• **Tarefas a realizar**
#1 Transcreva do texto sobre o Código de Defesa do Consumidor o trecho entre "É possível afirmar, portanto, que" e "das partes viciadas.", inclusive.
#2 Reescreva de forma mais breve o parágrafo do texto sobre o Código de Defesa do Consumidor que começa com "Na história do Brasil existem", mantendo seus fatos principais.

No artigo 4º da LINDB (Lei de Introdução às normas do Direito Brasileiro), o legislador preconizou que, na hipótese de lacunas na lei, o julgador possui certa liberdade para decidir, com base em analogia, costumes e princípios gerais de direito. (BRASIL, 1942)
Dessa forma, este capítulo desenvolve um breve histórico sobre a elaboração de um Código de Direito do Consumidor no Brasil (CDC), e que tem como marco a Pós-Revolução Industrial.
O CDC é uma norma principiológica que contém diversas normas de tipo aberto, fato que decorre da necessidade de uma legislação mais dinâmica, frente às novas necessidades sociais, políticas e tecnológicas. Por ser principiológico, ao lado das regras, possuem o que a doutrina denomina cláusulas gerais e conceitos indeterminados
(vagueza semântica). (BESSA, 2020, p. 345)
É possível afirmar, portanto, que a lacuna prevista no item final do § 3º do artigo 18¹ trata-se de conceito vago ou indeterminado, a saber:
Art. 18. Os fornecedores de produtos de consumo duráveis ou não duráveis respondem solidariamente pelos vícios de qualidade ou quantidade que os tornem impróprios ou inadequados ao consumo a que se destinam ou lhes diminuam o valor, assim como por aqueles decorrentes da disparidade, com a indicações constantes do recipiente, da embalagem, rotulagem ou mensagem publicitária, respeitadas as variações decorrentes de sua natureza, podendo o consumidor exigir a substituição das partes viciadas.
§ 1º Não sendo o vício sanado no prazo máximo de trinta dias, pode o consumidor exigir, alternativamente e à sua escolha:
I - a substituição do produto por outro da mesma espécie, em perfeitas condições de uso;
II - a restituição imediata da quantia paga, monetariamente atualizada, sem prejuízo de eventuais perdas e danos;
III - o abatimento proporcional do preço.
(...)
§ 3º O consumidor poderá fazer uso imediato das alternativas do § 1º deste artigo sempre que, em razão da extensão do vício, a substituição das partes viciadas puder comprometer a qualidade ou características do produto, diminuir-lhe o valor ou se tratar de produto essencial. (grifo nosso) (BRASIL, 1990)
1.1 DA ELABORAÇÃO DO CÓDIGO DE DEFESA DO CONSUMIDOR NO BRASIL
Na história do Brasil existem vários marcos teóricos a partir dos quais poderíamos começar o presente estudo. Entretanto, por ser uma análise breve e que servirá apenas para contextualização das circunstâncias que originaram a necessidade de elaboração do CDC, foi escolhido o período da Pós-Revolução Industrial no Brasil.

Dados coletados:
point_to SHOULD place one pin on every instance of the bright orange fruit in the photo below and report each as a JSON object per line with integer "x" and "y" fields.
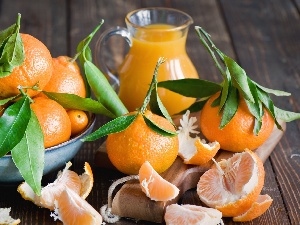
{"x": 238, "y": 134}
{"x": 80, "y": 184}
{"x": 130, "y": 148}
{"x": 53, "y": 119}
{"x": 79, "y": 121}
{"x": 192, "y": 214}
{"x": 36, "y": 69}
{"x": 154, "y": 186}
{"x": 233, "y": 185}
{"x": 66, "y": 77}
{"x": 259, "y": 207}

• **As respostas**
#1
É possível afirmar, portanto, que a lacuna prevista no item final do § 3º do artigo 18¹ trata-se de conceito vago ou indeterminado, a saber:
Art. 18. Os fornecedores de produtos de consumo duráveis ou não duráveis respondem solidariamente pelos vícios de qualidade ou quantidade que os tornem impróprios ou inadequados ao consumo a que se destinam ou lhes diminuam o valor, assim como por aqueles decorrentes da disparidade, com a indicações constantes do recipiente, da embalagem, rotulagem ou mensagem publicitária, respeitadas as variações decorrentes de sua natureza, podendo o consumidor exigir a substituição das partes viciadas.

#2 A história do Brasil oferece vários marcos teóricos possíveis para iniciar o estudo. A análise é breve e serve apenas para contextualizar as circunstâncias que originaram a necessidade de elaborar o CDC. Por isso, escolheu-se o período da Pós-Revolução Industrial no Brasil.